The records below must be copied in full, exactly as they read.

[[ DATA RECORDS open ]]

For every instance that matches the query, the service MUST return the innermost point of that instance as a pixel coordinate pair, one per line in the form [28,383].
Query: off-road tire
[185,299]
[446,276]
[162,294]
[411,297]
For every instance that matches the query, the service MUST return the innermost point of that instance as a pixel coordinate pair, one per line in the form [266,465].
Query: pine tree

[[ DATA RECORDS closed ]]

- [COMPLETED EXERCISE]
For every instance that matches the query, the service MUST return the innermost point of that instance as a pixel coordinate pair, one per line in the form [28,383].
Query: off-road tire
[185,299]
[446,276]
[162,294]
[411,297]
For every instance that matches the query, the service MUST return the innermost point of that instance as a pixel coordinate pair, one per line in the form [266,465].
Query: pine tree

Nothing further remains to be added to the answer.